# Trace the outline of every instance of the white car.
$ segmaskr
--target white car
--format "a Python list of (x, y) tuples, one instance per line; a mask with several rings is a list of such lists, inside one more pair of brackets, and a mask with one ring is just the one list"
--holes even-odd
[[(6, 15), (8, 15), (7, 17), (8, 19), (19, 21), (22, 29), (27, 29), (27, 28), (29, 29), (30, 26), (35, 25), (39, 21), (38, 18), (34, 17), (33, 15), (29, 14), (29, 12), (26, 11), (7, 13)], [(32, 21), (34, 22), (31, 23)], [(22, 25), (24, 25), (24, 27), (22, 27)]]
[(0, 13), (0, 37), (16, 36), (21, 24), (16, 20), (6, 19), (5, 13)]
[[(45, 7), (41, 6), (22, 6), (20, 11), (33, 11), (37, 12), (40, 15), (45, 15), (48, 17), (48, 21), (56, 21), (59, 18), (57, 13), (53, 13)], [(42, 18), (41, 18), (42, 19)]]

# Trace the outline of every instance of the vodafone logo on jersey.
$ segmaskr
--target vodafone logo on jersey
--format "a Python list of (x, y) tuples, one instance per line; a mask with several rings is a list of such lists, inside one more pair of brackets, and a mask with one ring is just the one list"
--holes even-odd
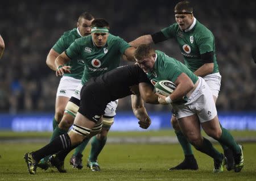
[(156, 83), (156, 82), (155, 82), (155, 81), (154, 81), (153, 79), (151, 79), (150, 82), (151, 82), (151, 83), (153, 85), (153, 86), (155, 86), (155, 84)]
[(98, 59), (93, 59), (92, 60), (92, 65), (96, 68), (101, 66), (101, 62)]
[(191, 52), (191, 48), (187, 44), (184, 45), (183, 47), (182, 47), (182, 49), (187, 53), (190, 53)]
● ● ● ● ● ● ●
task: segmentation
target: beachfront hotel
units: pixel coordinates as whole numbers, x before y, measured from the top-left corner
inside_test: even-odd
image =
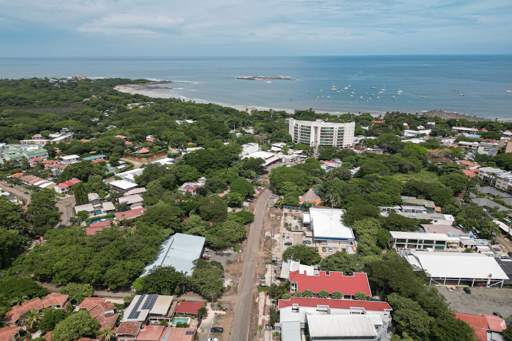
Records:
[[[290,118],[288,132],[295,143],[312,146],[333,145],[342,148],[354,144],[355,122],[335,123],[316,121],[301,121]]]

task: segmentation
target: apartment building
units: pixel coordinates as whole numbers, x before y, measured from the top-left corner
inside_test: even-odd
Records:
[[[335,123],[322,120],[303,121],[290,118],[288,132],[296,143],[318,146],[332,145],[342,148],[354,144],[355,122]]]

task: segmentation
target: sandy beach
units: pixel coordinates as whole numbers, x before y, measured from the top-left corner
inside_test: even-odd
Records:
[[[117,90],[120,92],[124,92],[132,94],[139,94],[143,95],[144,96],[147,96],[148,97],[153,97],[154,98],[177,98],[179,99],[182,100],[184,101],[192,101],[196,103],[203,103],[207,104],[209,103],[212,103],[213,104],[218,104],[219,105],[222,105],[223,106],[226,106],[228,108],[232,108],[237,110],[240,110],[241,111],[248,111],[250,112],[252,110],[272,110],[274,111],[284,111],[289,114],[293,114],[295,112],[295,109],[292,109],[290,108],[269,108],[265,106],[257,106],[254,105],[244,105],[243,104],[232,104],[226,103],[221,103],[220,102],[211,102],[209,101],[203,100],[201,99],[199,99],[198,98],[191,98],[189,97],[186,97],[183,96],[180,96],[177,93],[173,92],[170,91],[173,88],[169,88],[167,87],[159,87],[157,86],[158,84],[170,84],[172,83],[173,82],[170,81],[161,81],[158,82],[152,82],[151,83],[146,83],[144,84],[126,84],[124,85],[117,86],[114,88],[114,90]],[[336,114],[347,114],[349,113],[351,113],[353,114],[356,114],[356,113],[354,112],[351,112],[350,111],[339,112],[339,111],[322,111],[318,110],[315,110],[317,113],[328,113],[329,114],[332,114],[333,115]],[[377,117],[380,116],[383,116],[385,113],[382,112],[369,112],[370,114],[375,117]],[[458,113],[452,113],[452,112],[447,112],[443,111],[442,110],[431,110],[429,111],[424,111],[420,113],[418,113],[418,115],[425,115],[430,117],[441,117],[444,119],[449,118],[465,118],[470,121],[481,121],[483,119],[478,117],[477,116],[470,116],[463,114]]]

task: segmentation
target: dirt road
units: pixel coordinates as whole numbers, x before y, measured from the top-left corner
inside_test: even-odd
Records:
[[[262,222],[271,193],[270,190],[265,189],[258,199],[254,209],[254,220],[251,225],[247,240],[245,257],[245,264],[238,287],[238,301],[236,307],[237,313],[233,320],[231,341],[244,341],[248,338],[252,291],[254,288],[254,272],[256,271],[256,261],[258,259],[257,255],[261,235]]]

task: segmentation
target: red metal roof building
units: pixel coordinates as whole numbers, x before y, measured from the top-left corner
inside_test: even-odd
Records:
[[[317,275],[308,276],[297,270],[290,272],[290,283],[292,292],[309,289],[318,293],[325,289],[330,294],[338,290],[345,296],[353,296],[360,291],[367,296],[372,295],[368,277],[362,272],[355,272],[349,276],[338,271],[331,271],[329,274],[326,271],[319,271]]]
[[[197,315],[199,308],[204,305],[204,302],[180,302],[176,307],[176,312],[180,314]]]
● ● ● ● ● ● ●
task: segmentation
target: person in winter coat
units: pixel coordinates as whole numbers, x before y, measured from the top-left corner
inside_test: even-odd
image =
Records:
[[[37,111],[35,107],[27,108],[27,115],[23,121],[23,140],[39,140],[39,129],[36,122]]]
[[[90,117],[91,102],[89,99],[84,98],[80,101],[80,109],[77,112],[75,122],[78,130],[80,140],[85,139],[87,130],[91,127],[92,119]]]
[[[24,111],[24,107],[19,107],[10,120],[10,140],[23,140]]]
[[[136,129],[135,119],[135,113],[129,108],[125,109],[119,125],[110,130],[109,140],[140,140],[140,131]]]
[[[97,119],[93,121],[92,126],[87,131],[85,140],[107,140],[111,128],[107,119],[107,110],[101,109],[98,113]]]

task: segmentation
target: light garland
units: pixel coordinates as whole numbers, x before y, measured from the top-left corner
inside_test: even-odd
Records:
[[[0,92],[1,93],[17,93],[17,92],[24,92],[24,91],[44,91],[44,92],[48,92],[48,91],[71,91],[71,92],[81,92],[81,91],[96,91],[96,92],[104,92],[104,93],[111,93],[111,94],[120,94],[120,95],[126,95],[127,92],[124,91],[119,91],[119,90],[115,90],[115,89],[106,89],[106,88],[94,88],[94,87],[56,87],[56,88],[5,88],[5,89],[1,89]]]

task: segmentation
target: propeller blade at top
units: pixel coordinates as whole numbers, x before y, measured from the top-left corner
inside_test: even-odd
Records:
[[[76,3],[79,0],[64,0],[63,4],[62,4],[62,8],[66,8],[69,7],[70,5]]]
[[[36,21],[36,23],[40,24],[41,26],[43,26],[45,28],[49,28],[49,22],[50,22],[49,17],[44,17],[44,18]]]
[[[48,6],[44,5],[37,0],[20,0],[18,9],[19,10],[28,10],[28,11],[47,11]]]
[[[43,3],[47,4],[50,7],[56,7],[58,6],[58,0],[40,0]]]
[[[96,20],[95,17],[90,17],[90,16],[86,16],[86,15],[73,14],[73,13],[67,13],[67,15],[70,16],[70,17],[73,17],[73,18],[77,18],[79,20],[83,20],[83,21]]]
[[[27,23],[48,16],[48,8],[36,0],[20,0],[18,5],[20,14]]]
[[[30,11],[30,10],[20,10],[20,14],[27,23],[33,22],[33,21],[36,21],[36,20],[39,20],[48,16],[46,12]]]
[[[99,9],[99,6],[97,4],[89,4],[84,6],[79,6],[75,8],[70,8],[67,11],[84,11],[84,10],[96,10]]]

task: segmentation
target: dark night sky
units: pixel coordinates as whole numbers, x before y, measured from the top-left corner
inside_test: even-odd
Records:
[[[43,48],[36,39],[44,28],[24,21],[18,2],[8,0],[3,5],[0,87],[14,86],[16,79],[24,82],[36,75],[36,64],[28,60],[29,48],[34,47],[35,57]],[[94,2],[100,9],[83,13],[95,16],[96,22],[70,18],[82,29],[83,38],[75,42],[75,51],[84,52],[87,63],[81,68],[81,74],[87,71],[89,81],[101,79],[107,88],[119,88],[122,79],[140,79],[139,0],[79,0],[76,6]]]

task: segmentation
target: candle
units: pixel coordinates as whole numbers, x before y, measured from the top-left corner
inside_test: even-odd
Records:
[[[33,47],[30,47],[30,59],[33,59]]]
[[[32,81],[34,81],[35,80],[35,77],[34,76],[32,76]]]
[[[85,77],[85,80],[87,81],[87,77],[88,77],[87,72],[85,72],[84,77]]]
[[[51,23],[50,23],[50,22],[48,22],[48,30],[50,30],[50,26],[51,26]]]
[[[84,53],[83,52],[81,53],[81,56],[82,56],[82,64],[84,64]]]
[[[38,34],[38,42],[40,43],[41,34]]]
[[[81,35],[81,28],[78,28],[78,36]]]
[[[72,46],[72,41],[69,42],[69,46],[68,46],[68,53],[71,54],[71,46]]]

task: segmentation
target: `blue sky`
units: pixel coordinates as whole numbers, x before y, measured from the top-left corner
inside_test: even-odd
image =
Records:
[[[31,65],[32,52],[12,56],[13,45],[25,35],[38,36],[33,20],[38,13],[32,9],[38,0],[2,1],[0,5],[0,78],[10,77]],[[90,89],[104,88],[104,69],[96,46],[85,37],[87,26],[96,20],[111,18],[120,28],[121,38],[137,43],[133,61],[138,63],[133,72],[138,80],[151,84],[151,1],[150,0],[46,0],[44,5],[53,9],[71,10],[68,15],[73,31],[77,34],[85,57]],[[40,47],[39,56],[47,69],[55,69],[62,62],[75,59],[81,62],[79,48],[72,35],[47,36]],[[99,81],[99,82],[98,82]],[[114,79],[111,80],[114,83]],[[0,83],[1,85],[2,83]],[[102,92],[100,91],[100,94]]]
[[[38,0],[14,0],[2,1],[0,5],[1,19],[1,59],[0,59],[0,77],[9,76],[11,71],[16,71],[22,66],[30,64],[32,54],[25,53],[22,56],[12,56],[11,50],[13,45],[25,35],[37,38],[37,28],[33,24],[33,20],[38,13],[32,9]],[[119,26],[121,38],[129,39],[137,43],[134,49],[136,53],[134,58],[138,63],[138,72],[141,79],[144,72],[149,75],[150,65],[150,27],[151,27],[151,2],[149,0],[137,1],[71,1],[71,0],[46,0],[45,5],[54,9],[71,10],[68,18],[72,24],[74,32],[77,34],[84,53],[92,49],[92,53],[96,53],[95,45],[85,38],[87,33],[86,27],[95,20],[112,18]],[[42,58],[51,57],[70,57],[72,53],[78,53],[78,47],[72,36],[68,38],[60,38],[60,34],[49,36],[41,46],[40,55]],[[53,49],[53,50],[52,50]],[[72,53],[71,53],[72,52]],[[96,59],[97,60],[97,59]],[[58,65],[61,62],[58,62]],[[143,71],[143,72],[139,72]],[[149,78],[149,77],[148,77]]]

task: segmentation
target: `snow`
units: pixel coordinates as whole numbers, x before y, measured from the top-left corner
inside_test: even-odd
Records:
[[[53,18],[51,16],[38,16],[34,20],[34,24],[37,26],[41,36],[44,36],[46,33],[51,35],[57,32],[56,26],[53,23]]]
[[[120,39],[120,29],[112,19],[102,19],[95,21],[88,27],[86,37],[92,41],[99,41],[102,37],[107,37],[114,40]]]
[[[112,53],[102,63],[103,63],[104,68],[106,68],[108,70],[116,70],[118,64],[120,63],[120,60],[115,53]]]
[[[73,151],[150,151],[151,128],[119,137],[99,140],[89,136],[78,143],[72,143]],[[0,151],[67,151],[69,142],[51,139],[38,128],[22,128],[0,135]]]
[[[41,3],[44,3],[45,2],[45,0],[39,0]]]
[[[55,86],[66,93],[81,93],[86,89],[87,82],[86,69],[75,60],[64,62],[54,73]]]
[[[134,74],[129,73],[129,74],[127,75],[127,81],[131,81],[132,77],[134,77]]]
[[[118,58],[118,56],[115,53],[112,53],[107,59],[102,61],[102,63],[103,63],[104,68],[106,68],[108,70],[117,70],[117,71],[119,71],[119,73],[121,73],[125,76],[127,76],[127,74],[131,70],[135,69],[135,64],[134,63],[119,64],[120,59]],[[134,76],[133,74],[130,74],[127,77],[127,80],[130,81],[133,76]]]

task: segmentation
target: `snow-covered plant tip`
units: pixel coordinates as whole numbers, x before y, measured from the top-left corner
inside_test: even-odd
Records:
● ● ● ● ● ● ●
## GOAL
Starting at the line that has "# Trace the outline of every instance of the white" and stopping after the line that has "19), (5, 13)]", rewrite those records with "white car" swapped for "silver car" and nothing else altered. Return only those lines.

## TASK OUTPUT
# Trace the outline of every instance of the silver car.
$ segmaskr
--target silver car
--format "a Python list of (x, y) tuples, one instance per line; a mask with several rings is a list of such lists, inside one more pair of brackets, and a mask with one ring is just the one list"
--holes even-odd
[[(6, 15), (8, 15), (7, 17), (8, 19), (19, 21), (22, 29), (27, 29), (27, 28), (29, 29), (30, 26), (35, 25), (39, 21), (38, 18), (34, 17), (33, 15), (29, 14), (29, 12), (26, 11), (7, 13)], [(32, 21), (34, 22), (31, 23)], [(22, 25), (24, 25), (24, 27), (22, 27)]]
[(0, 13), (0, 37), (16, 36), (21, 24), (16, 20), (6, 19), (5, 13)]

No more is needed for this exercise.